# Task description:
Where does the word "door" show up in the records? Copy every line that holds it.

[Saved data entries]
#####
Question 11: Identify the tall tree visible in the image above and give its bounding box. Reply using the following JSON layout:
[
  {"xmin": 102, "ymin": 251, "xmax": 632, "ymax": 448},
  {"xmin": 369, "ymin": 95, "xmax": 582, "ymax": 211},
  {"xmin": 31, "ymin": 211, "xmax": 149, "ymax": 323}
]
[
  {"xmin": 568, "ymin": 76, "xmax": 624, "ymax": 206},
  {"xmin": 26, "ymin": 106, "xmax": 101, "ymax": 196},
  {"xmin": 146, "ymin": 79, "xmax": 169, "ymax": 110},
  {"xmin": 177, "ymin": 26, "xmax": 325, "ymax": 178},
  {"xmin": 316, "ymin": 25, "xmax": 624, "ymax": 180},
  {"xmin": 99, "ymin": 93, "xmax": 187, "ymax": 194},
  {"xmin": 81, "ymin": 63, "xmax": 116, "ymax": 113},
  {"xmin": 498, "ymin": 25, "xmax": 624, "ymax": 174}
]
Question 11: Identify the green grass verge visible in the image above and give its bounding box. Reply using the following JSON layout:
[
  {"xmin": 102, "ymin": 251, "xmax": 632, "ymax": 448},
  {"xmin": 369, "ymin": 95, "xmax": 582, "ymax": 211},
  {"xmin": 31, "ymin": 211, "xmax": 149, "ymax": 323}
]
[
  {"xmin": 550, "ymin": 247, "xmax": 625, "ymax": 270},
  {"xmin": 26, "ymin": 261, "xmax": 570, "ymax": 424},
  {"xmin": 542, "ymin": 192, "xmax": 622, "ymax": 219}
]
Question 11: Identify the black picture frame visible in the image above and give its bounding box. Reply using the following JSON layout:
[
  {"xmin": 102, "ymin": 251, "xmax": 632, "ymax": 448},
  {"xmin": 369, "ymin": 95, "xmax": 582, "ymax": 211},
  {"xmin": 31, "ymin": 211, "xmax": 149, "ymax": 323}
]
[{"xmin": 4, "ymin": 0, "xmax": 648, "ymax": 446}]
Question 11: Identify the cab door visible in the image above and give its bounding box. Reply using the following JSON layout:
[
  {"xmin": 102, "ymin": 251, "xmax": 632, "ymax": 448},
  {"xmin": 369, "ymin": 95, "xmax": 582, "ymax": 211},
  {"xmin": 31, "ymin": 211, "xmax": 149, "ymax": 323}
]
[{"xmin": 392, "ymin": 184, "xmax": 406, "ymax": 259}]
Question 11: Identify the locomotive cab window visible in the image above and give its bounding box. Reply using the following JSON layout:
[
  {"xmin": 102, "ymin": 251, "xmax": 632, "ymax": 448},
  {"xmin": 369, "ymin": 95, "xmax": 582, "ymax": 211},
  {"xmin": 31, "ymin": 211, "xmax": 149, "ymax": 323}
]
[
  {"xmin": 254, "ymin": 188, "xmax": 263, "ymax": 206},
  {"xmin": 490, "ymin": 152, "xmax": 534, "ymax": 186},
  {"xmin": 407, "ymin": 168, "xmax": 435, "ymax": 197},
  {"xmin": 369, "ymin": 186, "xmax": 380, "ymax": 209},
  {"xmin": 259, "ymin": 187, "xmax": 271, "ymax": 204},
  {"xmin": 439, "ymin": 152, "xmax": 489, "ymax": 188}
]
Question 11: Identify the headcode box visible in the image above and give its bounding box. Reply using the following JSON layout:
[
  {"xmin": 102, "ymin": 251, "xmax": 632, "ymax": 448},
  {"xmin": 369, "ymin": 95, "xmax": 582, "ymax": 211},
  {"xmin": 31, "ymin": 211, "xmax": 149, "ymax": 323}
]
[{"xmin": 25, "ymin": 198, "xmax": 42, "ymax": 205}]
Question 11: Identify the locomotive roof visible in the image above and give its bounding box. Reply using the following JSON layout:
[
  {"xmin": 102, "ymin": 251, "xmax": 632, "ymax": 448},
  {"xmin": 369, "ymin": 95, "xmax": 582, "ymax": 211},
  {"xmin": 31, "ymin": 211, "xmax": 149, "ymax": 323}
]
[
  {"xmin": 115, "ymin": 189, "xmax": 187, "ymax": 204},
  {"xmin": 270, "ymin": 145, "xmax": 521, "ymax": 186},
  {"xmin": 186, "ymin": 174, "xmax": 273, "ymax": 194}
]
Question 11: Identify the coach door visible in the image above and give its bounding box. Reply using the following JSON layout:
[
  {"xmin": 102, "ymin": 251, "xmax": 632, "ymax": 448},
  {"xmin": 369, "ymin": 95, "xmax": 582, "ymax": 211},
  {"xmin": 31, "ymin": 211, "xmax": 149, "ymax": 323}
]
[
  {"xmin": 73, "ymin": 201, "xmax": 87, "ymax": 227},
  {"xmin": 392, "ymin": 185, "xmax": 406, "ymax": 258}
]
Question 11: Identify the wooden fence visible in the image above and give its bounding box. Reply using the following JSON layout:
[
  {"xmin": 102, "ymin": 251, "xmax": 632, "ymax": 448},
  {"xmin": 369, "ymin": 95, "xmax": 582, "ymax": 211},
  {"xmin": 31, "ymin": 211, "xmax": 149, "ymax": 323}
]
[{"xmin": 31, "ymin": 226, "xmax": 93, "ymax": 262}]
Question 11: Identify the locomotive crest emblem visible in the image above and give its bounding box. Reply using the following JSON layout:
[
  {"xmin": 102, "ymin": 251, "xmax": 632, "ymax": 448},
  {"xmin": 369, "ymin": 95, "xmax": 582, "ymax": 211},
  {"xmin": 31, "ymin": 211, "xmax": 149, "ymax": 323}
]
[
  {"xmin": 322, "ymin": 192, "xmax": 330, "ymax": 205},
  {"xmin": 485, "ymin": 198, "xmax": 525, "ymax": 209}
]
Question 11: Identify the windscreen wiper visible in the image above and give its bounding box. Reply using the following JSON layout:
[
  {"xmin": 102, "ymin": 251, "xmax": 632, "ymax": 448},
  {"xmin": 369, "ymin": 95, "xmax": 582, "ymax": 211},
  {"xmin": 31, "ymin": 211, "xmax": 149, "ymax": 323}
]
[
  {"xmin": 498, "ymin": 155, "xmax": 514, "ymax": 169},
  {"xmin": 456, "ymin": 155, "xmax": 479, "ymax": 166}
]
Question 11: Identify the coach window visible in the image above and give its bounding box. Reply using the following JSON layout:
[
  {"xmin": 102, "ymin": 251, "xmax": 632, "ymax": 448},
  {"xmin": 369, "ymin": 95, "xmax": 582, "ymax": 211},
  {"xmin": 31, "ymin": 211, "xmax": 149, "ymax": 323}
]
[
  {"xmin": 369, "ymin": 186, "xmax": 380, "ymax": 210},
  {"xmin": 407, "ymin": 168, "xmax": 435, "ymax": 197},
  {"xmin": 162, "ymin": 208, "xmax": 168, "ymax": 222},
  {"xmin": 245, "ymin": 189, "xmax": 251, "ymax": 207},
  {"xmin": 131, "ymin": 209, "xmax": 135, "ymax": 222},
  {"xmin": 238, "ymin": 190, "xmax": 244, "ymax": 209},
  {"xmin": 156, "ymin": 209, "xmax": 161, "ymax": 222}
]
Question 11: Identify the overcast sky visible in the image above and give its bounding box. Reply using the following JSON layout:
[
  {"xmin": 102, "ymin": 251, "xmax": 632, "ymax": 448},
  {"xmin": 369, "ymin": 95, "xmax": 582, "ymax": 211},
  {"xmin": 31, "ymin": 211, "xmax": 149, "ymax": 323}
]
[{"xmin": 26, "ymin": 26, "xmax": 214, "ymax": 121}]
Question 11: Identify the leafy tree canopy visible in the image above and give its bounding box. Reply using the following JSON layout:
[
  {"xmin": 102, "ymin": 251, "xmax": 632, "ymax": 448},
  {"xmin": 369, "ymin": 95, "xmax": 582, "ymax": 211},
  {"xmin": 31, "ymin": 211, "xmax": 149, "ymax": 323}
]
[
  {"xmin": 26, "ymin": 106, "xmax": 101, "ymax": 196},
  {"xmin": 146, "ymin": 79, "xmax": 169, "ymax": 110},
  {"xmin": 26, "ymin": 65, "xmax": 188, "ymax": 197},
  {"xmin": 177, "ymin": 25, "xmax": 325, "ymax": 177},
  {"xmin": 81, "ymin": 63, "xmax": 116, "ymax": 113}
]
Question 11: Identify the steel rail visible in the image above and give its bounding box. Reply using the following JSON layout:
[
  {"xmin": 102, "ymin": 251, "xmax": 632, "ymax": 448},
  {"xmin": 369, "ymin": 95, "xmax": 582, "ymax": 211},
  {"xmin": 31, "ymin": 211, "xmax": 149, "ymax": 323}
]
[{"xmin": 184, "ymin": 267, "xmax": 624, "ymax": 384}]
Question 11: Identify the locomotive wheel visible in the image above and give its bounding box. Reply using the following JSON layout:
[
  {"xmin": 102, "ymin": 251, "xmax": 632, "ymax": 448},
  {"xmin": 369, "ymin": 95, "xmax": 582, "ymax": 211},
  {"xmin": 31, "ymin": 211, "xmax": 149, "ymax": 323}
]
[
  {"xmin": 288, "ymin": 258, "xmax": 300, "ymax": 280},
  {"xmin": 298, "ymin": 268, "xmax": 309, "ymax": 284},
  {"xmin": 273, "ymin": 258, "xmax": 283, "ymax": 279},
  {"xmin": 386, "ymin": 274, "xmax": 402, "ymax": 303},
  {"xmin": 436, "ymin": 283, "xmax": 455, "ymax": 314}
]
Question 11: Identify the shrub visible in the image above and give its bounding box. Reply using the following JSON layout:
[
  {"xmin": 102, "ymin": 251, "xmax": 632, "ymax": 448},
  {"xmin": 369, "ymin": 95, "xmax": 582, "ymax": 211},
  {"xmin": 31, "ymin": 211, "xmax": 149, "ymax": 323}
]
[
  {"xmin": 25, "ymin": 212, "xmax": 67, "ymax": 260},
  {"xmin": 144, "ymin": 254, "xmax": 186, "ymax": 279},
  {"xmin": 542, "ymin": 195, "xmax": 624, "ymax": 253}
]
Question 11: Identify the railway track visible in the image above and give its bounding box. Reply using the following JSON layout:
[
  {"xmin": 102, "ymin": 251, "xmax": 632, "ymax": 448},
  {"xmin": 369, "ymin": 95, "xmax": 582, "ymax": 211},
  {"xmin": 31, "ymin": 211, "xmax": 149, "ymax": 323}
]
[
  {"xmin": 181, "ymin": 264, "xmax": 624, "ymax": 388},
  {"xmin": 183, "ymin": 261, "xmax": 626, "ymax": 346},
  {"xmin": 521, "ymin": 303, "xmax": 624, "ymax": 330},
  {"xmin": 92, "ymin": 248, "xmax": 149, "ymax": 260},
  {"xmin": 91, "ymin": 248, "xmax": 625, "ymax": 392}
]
#####
# Result of the task:
Question 11: Identify the cab door visible in the image above and give its bounding box. Reply using the following JSON layout:
Question 11: Identify the coach door visible in the image above and give its bounding box. Reply using the following JSON layout:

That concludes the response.